- Input for this task:
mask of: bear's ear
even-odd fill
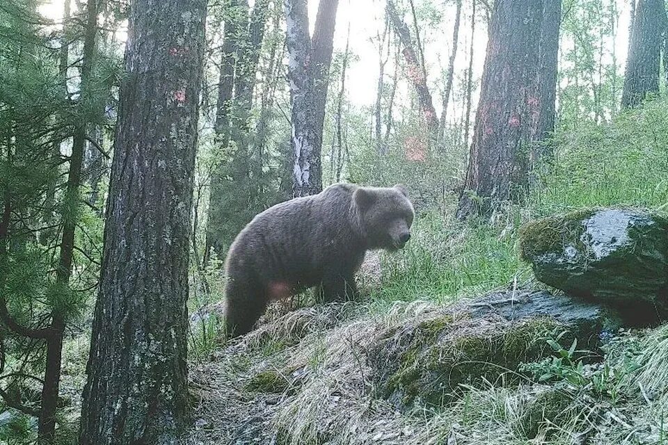
[[[366,210],[376,201],[376,195],[371,190],[360,187],[353,193],[353,200],[361,210]]]
[[[408,191],[406,188],[406,186],[404,186],[404,184],[397,184],[397,185],[395,186],[395,188],[400,191],[401,193],[401,195],[403,195],[406,197],[408,197]]]

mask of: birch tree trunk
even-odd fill
[[[560,17],[561,0],[495,3],[459,218],[525,195],[531,154],[554,125]]]
[[[338,3],[321,0],[311,39],[306,0],[285,0],[294,197],[322,190],[322,127]]]
[[[639,105],[659,92],[663,34],[668,19],[663,0],[639,0],[635,7],[621,95],[623,108]]]
[[[175,444],[189,424],[188,266],[206,2],[134,0],[81,445]]]

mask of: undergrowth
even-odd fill
[[[584,359],[577,341],[546,339],[554,356],[522,365],[519,384],[518,375],[461,384],[462,396],[440,410],[399,412],[375,397],[367,355],[379,330],[531,281],[518,236],[536,218],[614,205],[665,210],[667,134],[662,100],[604,127],[557,134],[554,165],[526,202],[491,222],[447,216],[455,196],[422,209],[406,248],[381,254],[379,284],[363,302],[297,311],[252,334],[244,341],[251,387],[285,391],[271,419],[276,443],[668,444],[668,326],[617,333],[598,362]]]

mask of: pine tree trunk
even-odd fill
[[[188,265],[205,0],[133,1],[81,445],[188,424]]]
[[[560,17],[560,0],[495,4],[458,217],[525,195],[530,159],[554,124]]]
[[[285,0],[294,197],[322,190],[322,127],[338,3],[321,0],[312,40],[306,0]]]
[[[648,95],[658,94],[661,46],[667,22],[663,0],[639,0],[629,40],[622,108],[634,108]]]

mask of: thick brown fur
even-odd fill
[[[225,318],[232,337],[250,331],[272,300],[319,286],[325,302],[357,296],[367,250],[396,250],[414,218],[400,185],[337,184],[265,210],[237,235],[225,261]]]

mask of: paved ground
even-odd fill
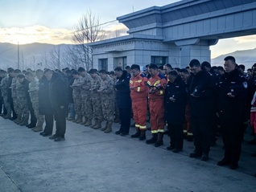
[[[166,150],[167,137],[155,148],[68,121],[66,141],[54,142],[0,118],[0,192],[256,191],[256,158],[250,157],[256,146],[250,139],[246,134],[240,166],[232,170],[216,165],[221,139],[204,162],[188,157],[191,142],[178,154]]]

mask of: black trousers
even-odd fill
[[[64,108],[54,108],[54,118],[56,121],[57,137],[64,137],[66,133],[66,107]]]
[[[119,131],[122,133],[129,133],[130,125],[130,112],[131,108],[118,108],[119,116],[121,121],[121,127]]]
[[[14,119],[16,119],[17,118],[17,113],[14,111],[14,100],[13,100],[13,99],[11,97],[8,98],[8,100],[10,101],[10,108],[11,108],[11,111],[12,111],[12,117]]]
[[[28,109],[31,113],[31,125],[35,125],[37,123],[37,119],[35,116],[34,108],[32,107],[32,104],[28,104]]]
[[[194,145],[196,153],[209,153],[212,130],[209,116],[191,114],[191,128],[194,136]]]
[[[53,129],[53,112],[44,115],[45,127],[43,132],[47,134],[52,134]]]
[[[167,126],[168,134],[171,139],[171,146],[183,149],[183,124],[169,124]]]
[[[242,141],[243,129],[241,127],[242,122],[242,116],[232,116],[232,121],[226,118],[224,114],[220,114],[220,125],[222,141],[224,144],[224,158],[231,161],[232,163],[237,163],[242,151]]]

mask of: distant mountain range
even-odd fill
[[[37,69],[47,67],[47,65],[51,63],[51,59],[53,57],[52,55],[52,52],[60,49],[60,55],[64,54],[64,50],[72,46],[37,43],[19,45],[19,68]],[[42,65],[42,63],[45,63],[44,65]],[[18,68],[18,45],[0,43],[0,68],[6,69],[8,67]]]
[[[51,61],[51,52],[52,53],[56,50],[60,49],[60,54],[64,54],[65,49],[72,46],[73,45],[46,43],[19,45],[19,68],[27,69],[30,67],[35,69],[46,67],[47,67],[46,65],[47,60]],[[227,55],[234,56],[237,63],[244,64],[246,68],[250,68],[256,63],[256,48],[254,48],[221,55],[212,59],[212,65],[223,66],[223,59]],[[49,63],[50,62],[47,64]],[[0,68],[6,69],[10,67],[18,67],[18,45],[0,43]]]
[[[246,68],[251,68],[252,65],[256,63],[256,48],[237,51],[232,53],[221,55],[217,58],[212,59],[211,63],[213,66],[223,66],[224,58],[228,55],[232,55],[236,59],[236,63],[243,64]]]

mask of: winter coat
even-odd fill
[[[196,93],[197,97],[190,96],[190,112],[195,116],[209,116],[213,110],[213,82],[205,71],[199,71],[188,79],[189,94]]]
[[[170,100],[170,97],[174,97],[175,102]],[[168,124],[182,125],[185,121],[186,104],[186,84],[178,76],[174,83],[168,82],[165,90],[165,121]]]
[[[39,80],[39,113],[43,115],[52,114],[52,108],[50,101],[49,93],[49,84],[50,81],[43,76]]]
[[[123,71],[122,76],[118,78],[115,84],[116,100],[118,108],[131,108],[129,84],[130,76],[127,75],[126,71]]]
[[[50,100],[53,109],[68,106],[67,84],[64,78],[54,72],[49,84]]]

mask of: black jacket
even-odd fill
[[[67,84],[64,78],[57,72],[53,73],[50,80],[49,93],[53,109],[59,109],[60,106],[67,107]]]
[[[190,112],[200,116],[209,116],[213,110],[213,82],[210,75],[205,71],[199,71],[196,76],[191,75],[188,79],[190,94]],[[197,97],[191,94],[196,93]]]
[[[175,99],[175,102],[169,100]],[[168,124],[182,125],[185,121],[187,104],[186,84],[178,76],[173,84],[168,82],[164,95],[165,121]]]
[[[126,71],[123,71],[123,74],[118,78],[115,84],[117,105],[119,108],[131,108],[131,100],[130,96],[130,76]]]
[[[31,100],[31,96],[30,96],[29,92],[28,92],[28,90],[29,90],[29,81],[27,79],[24,79],[23,82],[21,83],[21,84],[23,84],[23,88],[24,88],[24,92],[25,92],[27,104],[28,104],[29,107],[32,106]]]
[[[39,112],[41,114],[52,114],[52,108],[50,101],[49,94],[49,84],[50,81],[43,76],[41,80],[39,80]]]
[[[218,112],[227,114],[226,118],[230,119],[241,116],[246,102],[247,87],[246,78],[237,69],[222,75],[217,84]],[[234,97],[229,97],[229,92],[233,92]]]
[[[73,89],[70,87],[74,83],[75,79],[72,77],[72,76],[68,76],[68,84],[67,84],[67,96],[68,96],[68,104],[74,103],[73,100]]]

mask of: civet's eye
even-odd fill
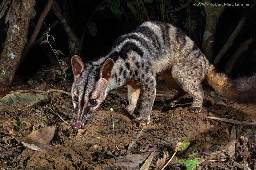
[[[91,100],[91,102],[90,104],[91,105],[94,105],[97,103],[97,100],[95,99],[92,99]]]
[[[75,96],[73,97],[73,100],[75,103],[77,103],[78,102],[78,97],[76,96]]]

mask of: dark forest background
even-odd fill
[[[203,6],[193,5],[193,3],[199,1],[191,1],[190,2],[191,2],[188,3],[189,5],[187,5],[188,1],[187,0],[122,0],[119,1],[120,4],[117,10],[114,11],[113,6],[115,4],[113,3],[114,1],[57,1],[71,29],[80,40],[83,39],[80,55],[85,61],[92,60],[106,54],[110,51],[114,41],[118,36],[131,31],[142,22],[148,19],[171,23],[180,28],[188,36],[190,35],[200,48],[203,48],[202,40],[206,24],[206,12]],[[253,4],[253,6],[249,7],[225,6],[225,9],[217,19],[214,37],[212,60],[211,61],[212,63],[237,27],[239,21],[243,18],[246,19],[233,42],[233,45],[225,53],[217,66],[221,71],[225,71],[227,62],[236,52],[240,45],[246,40],[252,39],[251,43],[248,45],[248,50],[240,55],[240,57],[236,62],[234,68],[229,73],[232,77],[248,76],[253,74],[255,70],[255,1],[211,1],[213,3],[240,3]],[[203,2],[204,1],[206,1]],[[42,0],[36,0],[36,2],[34,9],[36,14],[29,24],[28,42],[47,3],[47,1]],[[133,11],[132,8],[131,8],[131,5],[133,6]],[[177,10],[181,7],[183,8],[179,10]],[[135,16],[134,14],[136,11],[140,13],[137,13],[137,16]],[[2,17],[0,20],[0,42],[2,45],[0,48],[0,53],[3,49],[7,30],[9,24],[8,23],[5,23],[5,16]],[[58,20],[58,18],[53,13],[52,10],[50,10],[44,19],[36,41],[44,34],[45,32],[49,29],[49,26]],[[91,25],[91,31],[88,26],[87,26],[88,23],[92,24]],[[97,29],[96,31],[95,28]],[[60,22],[51,28],[49,33],[55,39],[55,41],[50,42],[52,48],[60,50],[64,55],[63,56],[59,54],[59,59],[72,57],[68,41],[68,35]],[[46,57],[46,55],[49,55],[57,60],[53,52],[47,43],[41,45],[39,43],[34,45],[16,71],[16,76],[26,82],[30,78],[30,75],[34,73],[38,68],[43,66],[52,65]]]

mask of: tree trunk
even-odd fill
[[[30,20],[35,17],[35,0],[22,0],[16,19],[10,23],[0,58],[0,87],[10,86],[13,79],[24,47]]]
[[[206,25],[203,39],[202,50],[210,62],[212,60],[212,48],[214,44],[216,26],[220,16],[224,11],[224,6],[211,5],[211,0],[203,1],[206,3]]]

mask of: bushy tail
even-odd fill
[[[242,103],[256,104],[256,75],[231,79],[210,65],[206,79],[209,85],[229,99]]]

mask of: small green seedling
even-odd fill
[[[112,122],[113,123],[113,127],[112,129],[112,130],[113,130],[113,131],[114,131],[114,129],[116,127],[116,126],[115,126],[115,127],[114,127],[114,118],[113,117],[113,112],[114,111],[114,109],[113,109],[113,107],[117,107],[117,105],[114,105],[112,106],[112,107],[106,107],[104,108],[105,109],[110,109],[110,111],[111,111],[111,115],[112,115]]]
[[[164,168],[169,164],[173,158],[174,156],[176,154],[177,152],[178,151],[184,151],[190,144],[190,142],[189,141],[185,140],[182,142],[180,142],[177,144],[176,145],[176,148],[175,148],[175,152],[173,154],[172,156],[172,157],[170,160],[168,161],[168,162],[164,166],[164,167],[161,169],[161,170],[163,170]]]
[[[19,129],[19,125],[18,123],[13,123],[13,126],[14,127],[14,129],[15,131],[18,131],[18,129]]]

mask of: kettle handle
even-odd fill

- Written request: Copy out the lines above word for word, from the first one down to and including the line containing "[[[175,444],[189,424],[188,266],[206,2],[134,0],[81,445]]]". Leave out the pictures.

- Correct response:
mask of: bear's ear
even-odd fill
[[[366,210],[376,201],[376,195],[371,190],[360,187],[353,193],[353,200],[361,210]]]
[[[408,191],[406,188],[406,186],[404,186],[404,184],[397,184],[397,185],[395,186],[395,188],[400,191],[401,193],[401,195],[403,195],[406,197],[408,197]]]

mask of: birch tree trunk
even-odd fill
[[[560,17],[561,0],[495,3],[459,218],[525,195],[531,154],[554,125]]]
[[[338,3],[321,0],[311,39],[306,0],[285,0],[294,197],[322,190],[322,127]]]
[[[639,105],[659,92],[663,34],[668,19],[663,0],[639,0],[635,7],[621,95],[623,108]]]
[[[175,444],[189,424],[188,266],[206,2],[134,0],[81,445]]]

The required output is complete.